##### EXCERPTED TEXT #####

Ingredients
Scale
Crust
- 2 cups graham cracker crumbs
- ½ cup melted unsalted butter
- 2 tbsp sugar
- ¼ tsp salt
Filling
- 24 oz full-fat cream cheese
- 1 cup sugar
- 3 eggs
- 1 cup sour cream
- 1 tbsp vanilla
- 1 tsp lemon zest (optional)
Strawberry Topping
- 2 cups strawberries
- ⅓ cup sugar
- 1 tbsp lemon juice
- 1 tbsp cornstarch
- 2 tbsp water
Instructions
- Preheat oven to 325°F.
- Mix crust ingredients.
- Press into a springform pan.
- Bake 10 minutes.
- Cool completely.
- Beat cream cheese and sugar.
- Add eggs one by one.
- Fold in sour cream and vanilla.
- Pour into crust.
- Bake 55 minutes in a water bath.
- Cool 1 hour inside oven.
- Refrigerate at least 4 hours.
- Cook strawberries with sugar.

##### DATASET RECORDS #####

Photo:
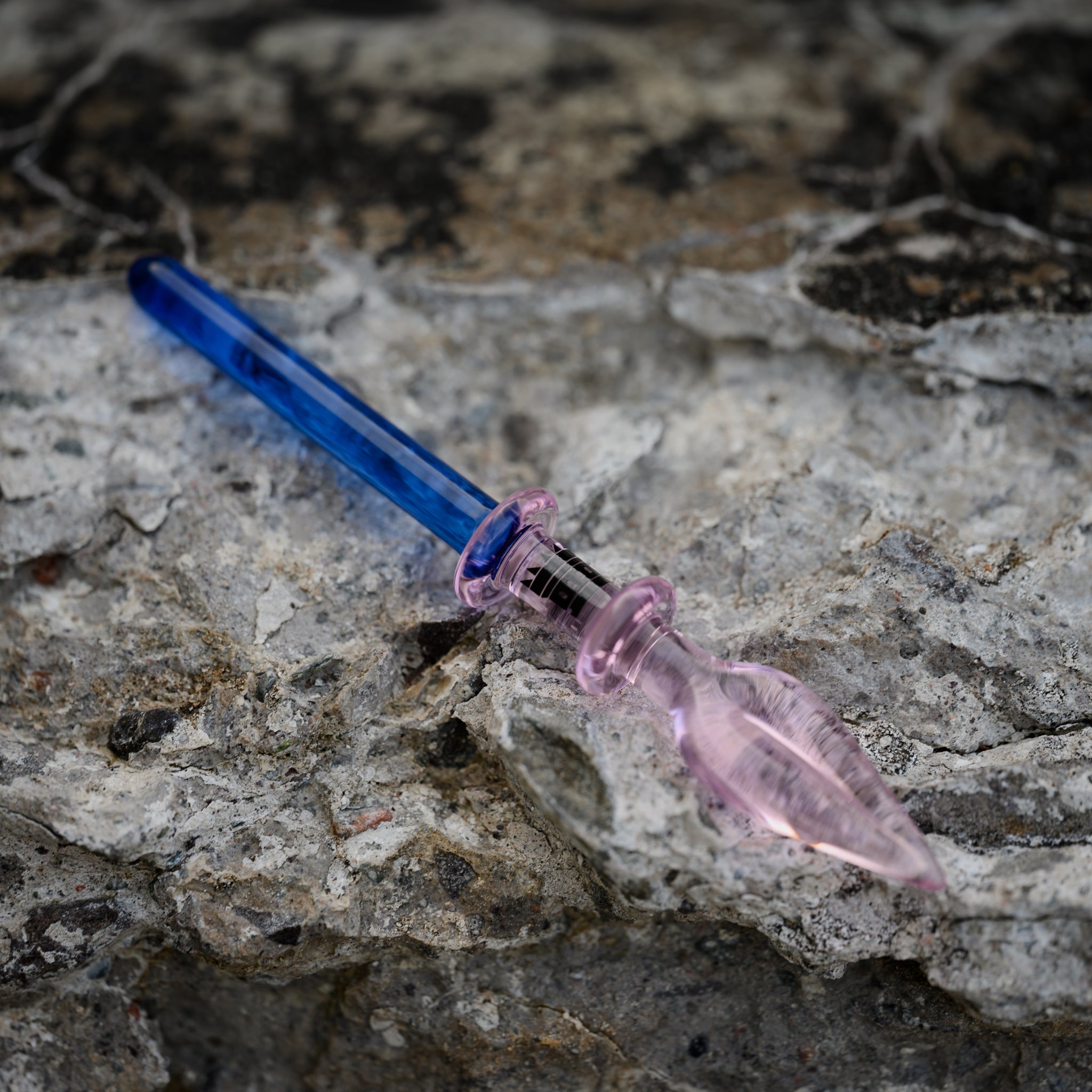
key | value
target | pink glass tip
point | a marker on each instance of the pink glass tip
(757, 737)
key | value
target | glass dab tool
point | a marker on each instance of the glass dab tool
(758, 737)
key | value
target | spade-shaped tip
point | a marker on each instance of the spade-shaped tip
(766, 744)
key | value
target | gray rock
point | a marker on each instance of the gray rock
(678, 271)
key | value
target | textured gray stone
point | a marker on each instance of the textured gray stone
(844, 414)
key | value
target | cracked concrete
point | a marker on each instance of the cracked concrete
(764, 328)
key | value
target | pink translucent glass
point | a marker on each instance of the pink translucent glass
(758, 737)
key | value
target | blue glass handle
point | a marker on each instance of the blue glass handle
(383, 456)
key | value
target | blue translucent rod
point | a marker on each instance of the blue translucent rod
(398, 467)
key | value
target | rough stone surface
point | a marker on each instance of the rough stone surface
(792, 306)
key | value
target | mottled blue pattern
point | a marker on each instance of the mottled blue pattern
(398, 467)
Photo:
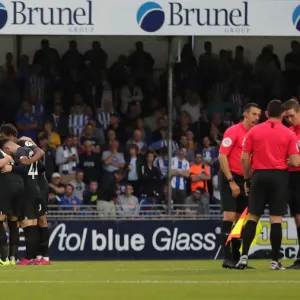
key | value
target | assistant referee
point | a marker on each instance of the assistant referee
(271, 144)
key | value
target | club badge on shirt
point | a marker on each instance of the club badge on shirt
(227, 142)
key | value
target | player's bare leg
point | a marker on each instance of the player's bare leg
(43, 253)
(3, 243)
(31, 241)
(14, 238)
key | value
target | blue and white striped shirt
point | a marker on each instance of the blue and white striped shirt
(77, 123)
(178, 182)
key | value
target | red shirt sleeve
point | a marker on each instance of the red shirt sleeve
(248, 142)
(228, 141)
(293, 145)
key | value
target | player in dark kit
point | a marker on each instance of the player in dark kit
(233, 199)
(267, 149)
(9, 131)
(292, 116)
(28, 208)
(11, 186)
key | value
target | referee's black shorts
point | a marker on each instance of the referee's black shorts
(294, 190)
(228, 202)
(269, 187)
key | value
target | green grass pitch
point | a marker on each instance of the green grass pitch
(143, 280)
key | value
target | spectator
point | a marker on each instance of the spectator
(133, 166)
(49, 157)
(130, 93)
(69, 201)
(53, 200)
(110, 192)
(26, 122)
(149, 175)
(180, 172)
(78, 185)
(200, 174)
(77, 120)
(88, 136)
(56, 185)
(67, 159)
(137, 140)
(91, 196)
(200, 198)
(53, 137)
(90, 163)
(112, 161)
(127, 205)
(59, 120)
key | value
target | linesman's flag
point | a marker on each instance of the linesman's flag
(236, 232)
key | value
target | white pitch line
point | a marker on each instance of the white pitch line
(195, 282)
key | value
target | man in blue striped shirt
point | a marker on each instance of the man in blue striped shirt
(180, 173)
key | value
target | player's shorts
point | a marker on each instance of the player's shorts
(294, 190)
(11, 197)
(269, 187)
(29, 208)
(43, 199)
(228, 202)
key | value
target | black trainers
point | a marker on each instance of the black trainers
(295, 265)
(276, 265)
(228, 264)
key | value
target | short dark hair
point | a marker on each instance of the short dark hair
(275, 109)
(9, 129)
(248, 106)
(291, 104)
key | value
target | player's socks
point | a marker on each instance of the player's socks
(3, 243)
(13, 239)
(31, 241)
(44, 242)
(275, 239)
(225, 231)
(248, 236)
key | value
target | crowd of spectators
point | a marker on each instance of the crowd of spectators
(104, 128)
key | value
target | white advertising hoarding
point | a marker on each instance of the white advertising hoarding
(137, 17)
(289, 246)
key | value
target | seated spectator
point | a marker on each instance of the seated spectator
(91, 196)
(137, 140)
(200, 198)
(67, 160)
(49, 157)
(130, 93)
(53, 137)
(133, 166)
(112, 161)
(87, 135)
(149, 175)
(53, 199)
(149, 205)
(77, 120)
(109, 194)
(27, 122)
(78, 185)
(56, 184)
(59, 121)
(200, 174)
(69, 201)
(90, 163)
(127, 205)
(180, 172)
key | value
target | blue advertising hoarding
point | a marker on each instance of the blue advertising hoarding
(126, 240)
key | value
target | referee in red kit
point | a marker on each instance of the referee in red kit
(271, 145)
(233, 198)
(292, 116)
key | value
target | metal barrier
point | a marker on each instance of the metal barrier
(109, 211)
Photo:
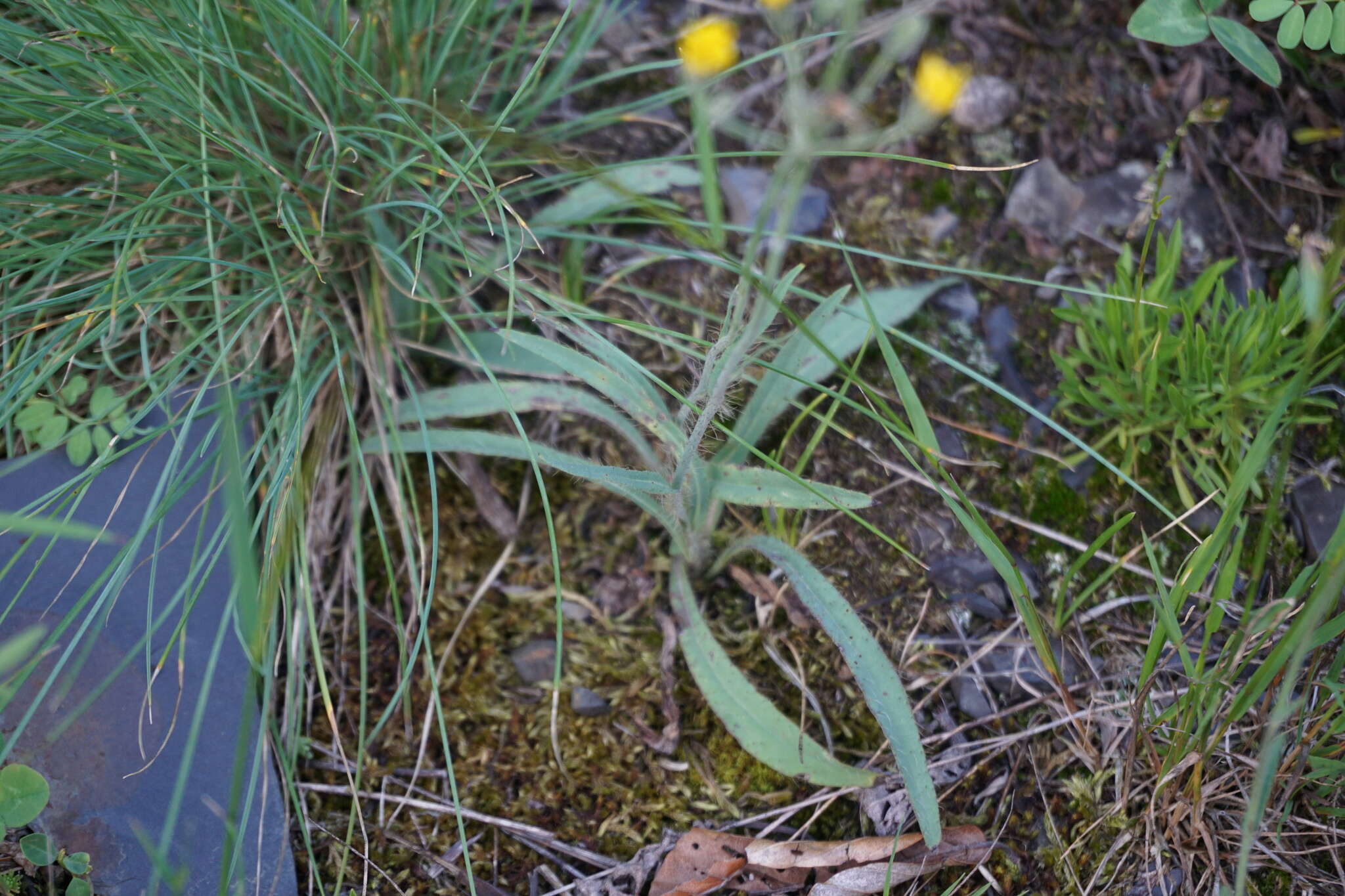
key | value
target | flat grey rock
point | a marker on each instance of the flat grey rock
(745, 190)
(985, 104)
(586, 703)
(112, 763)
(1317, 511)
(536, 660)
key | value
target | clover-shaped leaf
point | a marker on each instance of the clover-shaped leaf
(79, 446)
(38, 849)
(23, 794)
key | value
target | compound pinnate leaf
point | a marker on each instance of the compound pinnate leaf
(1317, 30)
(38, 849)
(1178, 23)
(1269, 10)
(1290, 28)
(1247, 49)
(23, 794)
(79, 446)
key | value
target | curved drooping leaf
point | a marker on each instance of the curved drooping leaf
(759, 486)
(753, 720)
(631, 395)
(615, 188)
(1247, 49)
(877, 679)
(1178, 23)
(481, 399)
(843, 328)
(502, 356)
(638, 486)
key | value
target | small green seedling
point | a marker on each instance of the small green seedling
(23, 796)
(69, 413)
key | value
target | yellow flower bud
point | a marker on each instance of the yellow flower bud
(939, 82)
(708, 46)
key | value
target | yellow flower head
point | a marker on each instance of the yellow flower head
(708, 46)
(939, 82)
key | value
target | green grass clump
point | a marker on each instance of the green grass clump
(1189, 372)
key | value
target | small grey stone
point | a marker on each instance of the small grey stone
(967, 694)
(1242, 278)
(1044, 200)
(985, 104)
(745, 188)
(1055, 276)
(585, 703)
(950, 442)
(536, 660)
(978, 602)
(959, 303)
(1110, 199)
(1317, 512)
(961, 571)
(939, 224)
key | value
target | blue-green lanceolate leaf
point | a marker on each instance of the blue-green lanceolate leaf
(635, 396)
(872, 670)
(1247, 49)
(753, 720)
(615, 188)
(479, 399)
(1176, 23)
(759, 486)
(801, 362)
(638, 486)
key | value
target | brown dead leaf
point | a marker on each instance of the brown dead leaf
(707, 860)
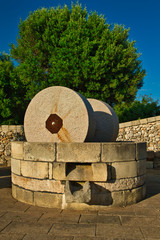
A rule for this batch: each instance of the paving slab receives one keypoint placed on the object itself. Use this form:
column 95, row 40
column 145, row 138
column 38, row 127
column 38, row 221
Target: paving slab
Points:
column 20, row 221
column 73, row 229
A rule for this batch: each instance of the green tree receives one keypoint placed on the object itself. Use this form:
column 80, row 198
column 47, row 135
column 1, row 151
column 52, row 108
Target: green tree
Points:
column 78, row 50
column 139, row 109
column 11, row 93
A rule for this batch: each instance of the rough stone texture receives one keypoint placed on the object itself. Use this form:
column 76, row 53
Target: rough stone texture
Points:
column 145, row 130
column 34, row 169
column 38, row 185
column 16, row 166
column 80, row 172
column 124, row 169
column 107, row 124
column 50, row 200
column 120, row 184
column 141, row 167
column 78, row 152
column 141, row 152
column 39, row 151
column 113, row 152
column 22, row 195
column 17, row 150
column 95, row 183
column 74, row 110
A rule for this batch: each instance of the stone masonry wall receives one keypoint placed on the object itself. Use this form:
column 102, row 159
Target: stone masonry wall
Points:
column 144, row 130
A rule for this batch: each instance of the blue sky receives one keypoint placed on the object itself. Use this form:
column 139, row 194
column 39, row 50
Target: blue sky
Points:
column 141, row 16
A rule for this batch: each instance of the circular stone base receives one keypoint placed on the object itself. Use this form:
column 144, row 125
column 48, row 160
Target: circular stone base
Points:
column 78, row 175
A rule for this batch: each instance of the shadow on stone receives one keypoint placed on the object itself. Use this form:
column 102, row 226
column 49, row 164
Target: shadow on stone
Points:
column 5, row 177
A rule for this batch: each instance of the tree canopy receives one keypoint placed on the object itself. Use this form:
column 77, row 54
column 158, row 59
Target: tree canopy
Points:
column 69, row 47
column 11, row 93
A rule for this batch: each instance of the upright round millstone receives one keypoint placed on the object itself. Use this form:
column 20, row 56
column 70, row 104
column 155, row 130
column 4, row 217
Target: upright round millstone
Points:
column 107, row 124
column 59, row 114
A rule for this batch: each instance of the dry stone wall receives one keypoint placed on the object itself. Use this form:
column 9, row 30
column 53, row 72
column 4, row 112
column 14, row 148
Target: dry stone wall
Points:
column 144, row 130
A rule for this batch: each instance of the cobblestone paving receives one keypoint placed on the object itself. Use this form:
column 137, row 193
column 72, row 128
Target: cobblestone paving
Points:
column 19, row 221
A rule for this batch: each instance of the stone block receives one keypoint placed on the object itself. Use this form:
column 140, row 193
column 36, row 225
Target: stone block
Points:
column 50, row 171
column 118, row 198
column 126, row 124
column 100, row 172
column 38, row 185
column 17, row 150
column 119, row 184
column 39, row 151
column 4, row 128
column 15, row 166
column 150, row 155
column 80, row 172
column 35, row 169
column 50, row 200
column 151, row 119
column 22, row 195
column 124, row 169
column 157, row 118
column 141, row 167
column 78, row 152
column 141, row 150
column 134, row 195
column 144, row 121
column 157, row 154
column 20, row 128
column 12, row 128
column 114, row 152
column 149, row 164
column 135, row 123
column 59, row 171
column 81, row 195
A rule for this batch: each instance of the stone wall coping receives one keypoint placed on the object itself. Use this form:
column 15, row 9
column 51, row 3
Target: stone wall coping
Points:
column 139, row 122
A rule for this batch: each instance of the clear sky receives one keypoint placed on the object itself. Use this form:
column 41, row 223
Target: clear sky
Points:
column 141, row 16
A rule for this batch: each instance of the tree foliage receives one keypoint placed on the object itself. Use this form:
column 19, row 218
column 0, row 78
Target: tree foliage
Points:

#####

PROBLEM TO WORK ON ::
Can you output the part of the strawberry cheesecake recipe from "- Cool completely." to "hour inside oven.", word for word?

OUTPUT FOR THIS EXERCISE ::
- Cool completely.
- Beat cream cheese and sugar.
- Add eggs one by one.
- Fold in sour cream and vanilla.
- Pour into crust.
- Bake 55 minutes in a water bath.
- Cool 1 hour inside oven.